-- begin MATERIAL TO PROCESS --

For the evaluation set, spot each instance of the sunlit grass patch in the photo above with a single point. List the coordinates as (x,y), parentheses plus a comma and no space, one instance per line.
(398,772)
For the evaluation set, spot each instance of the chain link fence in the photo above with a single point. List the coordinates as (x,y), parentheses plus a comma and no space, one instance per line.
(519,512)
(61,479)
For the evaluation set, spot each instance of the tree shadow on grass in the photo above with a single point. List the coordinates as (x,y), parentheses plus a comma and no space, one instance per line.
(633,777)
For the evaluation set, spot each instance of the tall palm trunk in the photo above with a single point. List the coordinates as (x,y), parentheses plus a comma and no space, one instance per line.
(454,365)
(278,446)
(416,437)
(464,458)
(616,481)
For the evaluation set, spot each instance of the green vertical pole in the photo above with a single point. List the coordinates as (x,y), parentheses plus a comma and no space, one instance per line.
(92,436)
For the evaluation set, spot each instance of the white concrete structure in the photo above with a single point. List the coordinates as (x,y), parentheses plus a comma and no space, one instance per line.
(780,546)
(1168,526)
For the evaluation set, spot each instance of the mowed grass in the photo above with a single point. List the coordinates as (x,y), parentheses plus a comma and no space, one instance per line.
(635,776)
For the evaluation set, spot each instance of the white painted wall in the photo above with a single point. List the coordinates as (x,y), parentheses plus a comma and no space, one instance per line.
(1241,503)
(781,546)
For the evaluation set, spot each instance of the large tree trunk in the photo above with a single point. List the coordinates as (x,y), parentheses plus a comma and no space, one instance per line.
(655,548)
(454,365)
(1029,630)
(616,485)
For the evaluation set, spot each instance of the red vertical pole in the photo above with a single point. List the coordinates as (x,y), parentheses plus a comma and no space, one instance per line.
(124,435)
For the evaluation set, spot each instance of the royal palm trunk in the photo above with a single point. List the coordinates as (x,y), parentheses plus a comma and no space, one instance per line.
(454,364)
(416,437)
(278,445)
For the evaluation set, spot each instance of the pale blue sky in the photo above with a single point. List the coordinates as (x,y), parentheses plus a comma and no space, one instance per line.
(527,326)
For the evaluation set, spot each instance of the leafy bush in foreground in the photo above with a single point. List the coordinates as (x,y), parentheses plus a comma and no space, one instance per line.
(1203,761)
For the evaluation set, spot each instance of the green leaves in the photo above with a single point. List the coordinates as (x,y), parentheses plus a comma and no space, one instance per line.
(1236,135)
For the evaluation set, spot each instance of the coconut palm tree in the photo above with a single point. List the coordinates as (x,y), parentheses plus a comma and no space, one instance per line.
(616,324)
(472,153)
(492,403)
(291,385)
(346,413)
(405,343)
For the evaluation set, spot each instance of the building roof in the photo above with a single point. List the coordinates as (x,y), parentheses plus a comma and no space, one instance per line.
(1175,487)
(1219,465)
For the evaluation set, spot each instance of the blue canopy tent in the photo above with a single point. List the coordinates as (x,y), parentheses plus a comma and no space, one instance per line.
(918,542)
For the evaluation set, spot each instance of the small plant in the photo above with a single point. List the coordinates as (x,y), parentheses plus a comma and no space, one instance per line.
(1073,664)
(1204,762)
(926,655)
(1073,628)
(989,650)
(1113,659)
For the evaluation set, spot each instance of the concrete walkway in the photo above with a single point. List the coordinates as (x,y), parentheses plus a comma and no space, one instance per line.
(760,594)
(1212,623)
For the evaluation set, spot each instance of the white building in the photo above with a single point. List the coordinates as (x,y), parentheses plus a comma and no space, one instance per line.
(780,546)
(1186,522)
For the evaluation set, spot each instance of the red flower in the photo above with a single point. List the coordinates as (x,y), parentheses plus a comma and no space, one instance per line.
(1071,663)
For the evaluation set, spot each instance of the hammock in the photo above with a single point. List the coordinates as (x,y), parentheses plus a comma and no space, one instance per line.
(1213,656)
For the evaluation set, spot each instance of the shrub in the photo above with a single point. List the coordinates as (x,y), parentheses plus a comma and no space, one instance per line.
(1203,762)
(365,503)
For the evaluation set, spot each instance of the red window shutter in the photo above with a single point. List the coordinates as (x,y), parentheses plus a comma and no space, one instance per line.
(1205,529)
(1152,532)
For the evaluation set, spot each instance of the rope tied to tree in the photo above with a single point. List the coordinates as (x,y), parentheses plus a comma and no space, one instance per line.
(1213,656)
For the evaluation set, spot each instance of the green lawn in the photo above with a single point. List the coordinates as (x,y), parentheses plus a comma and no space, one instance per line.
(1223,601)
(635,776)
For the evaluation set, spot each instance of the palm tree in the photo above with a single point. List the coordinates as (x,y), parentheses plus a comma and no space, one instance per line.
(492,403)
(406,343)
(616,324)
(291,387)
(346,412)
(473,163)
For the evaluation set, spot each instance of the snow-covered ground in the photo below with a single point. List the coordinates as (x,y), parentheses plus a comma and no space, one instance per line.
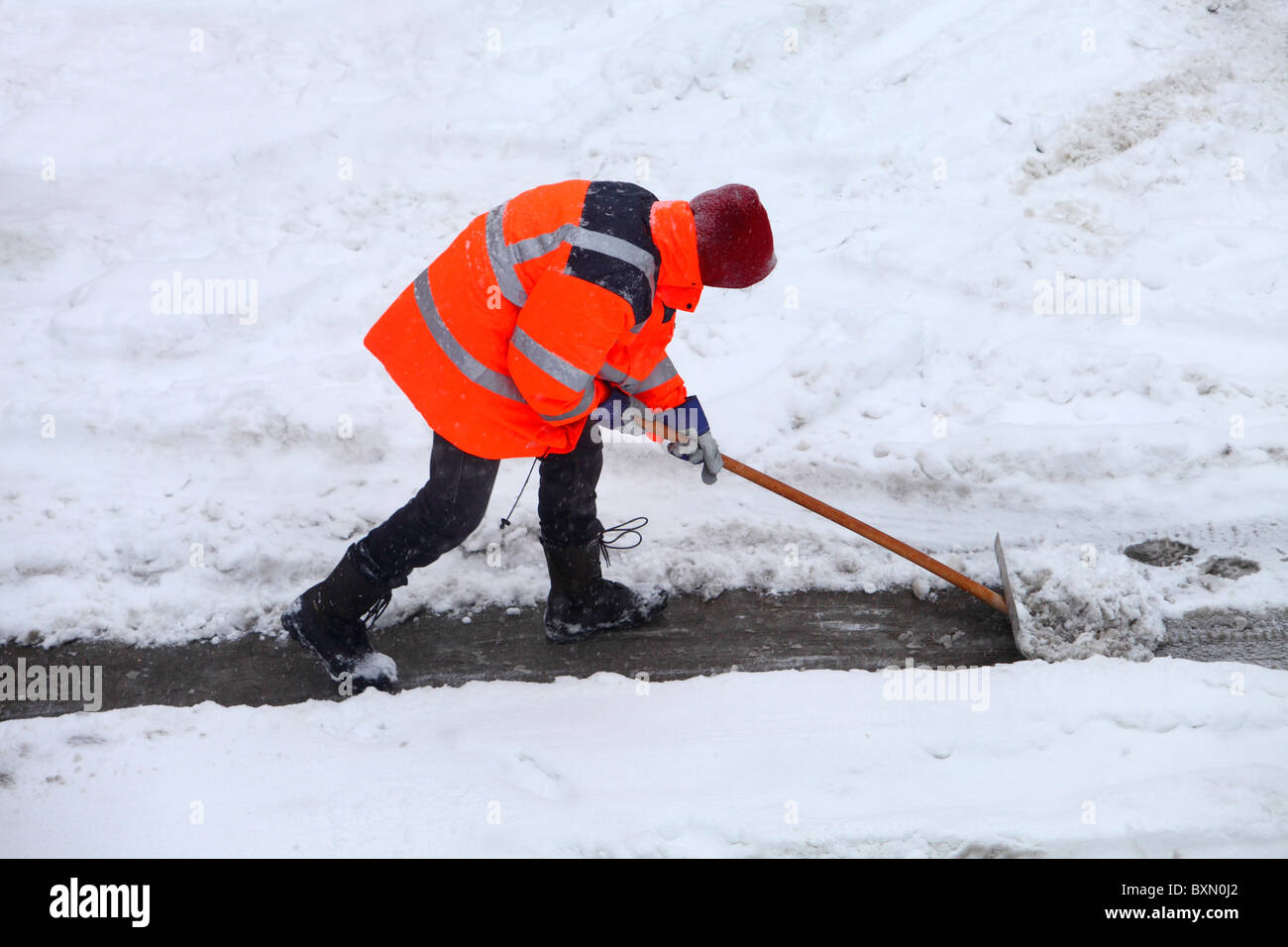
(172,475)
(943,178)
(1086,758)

-- end MATERIAL TO PROCESS --
-- begin MATERIAL TO PROCESS --

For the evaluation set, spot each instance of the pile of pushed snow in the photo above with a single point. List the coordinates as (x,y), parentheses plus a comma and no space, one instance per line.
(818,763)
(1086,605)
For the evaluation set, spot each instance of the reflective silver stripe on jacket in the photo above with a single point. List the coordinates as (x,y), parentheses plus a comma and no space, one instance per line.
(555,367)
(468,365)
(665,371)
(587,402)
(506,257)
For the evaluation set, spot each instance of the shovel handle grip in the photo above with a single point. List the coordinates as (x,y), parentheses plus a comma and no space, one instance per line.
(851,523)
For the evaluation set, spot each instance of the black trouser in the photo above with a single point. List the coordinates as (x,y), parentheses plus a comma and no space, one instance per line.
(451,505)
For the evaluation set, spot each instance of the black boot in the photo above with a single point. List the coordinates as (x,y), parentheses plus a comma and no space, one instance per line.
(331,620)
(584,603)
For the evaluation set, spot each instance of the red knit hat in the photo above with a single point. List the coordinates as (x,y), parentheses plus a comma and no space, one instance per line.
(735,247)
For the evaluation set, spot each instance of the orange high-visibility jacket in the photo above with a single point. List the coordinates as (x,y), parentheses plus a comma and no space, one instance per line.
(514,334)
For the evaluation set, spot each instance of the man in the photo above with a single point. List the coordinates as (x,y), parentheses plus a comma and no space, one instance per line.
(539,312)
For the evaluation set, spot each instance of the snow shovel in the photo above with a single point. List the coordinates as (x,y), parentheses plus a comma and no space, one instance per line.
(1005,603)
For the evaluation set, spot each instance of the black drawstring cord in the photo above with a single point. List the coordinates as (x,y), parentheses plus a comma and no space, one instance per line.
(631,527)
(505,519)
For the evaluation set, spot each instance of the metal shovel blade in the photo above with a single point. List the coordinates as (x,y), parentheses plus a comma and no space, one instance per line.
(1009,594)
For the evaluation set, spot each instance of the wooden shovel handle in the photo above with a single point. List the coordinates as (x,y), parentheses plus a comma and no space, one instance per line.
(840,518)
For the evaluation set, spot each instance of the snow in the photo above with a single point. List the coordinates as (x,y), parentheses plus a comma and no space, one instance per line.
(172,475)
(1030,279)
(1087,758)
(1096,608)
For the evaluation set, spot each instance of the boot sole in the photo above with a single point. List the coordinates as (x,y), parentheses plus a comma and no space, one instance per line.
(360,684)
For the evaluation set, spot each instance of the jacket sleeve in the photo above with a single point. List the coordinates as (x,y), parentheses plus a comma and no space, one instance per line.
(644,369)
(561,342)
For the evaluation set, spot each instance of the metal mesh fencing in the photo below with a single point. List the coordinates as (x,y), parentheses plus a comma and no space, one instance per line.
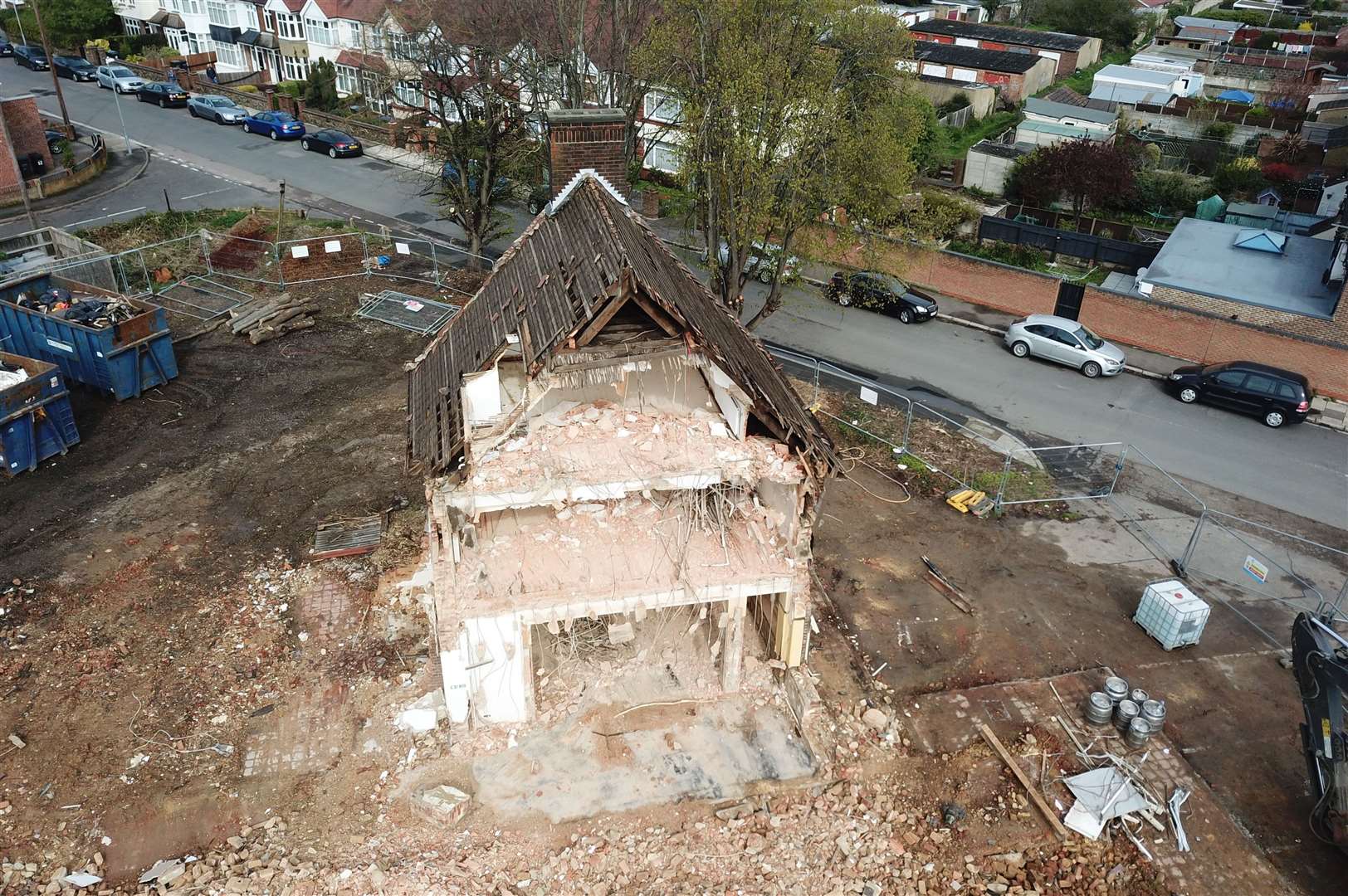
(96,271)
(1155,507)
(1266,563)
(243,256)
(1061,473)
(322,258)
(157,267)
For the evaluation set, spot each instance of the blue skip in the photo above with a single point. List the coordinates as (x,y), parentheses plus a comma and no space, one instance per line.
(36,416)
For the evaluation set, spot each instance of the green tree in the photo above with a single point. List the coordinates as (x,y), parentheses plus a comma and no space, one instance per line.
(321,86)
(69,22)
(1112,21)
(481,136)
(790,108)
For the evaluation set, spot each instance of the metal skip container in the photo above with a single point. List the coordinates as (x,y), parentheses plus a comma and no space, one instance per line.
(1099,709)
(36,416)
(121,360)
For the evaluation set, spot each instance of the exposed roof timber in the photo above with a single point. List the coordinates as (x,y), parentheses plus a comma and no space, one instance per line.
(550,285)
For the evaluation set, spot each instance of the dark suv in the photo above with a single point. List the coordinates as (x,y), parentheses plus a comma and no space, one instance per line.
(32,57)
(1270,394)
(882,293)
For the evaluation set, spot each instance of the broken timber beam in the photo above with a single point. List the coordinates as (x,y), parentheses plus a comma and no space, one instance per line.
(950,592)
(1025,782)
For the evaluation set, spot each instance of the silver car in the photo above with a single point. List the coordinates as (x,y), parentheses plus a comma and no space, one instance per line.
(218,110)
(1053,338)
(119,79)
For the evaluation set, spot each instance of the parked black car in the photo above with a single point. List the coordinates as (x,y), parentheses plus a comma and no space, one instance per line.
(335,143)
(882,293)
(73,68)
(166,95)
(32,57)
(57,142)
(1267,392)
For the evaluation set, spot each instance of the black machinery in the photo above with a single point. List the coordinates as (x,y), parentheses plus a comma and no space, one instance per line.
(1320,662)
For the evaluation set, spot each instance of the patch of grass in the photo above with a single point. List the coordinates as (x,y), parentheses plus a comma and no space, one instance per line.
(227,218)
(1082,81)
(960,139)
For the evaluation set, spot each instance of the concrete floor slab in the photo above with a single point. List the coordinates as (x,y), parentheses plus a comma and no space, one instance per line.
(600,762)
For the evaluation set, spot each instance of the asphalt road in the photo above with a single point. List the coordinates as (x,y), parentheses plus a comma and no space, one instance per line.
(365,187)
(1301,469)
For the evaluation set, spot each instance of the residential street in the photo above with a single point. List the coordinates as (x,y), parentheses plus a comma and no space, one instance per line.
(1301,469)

-- end MATERIAL TO PROCESS --

* **TASK**:
Please identify every line of the records above that contains the word "residential", and copy each one; case counts.

* **WRITTEN ANSWER**:
For the evaluation set, spot each instance of the residential street in the photo above with a single point. List the coordinates as (x,y), parentheses plus a comma and no space, one instance per line.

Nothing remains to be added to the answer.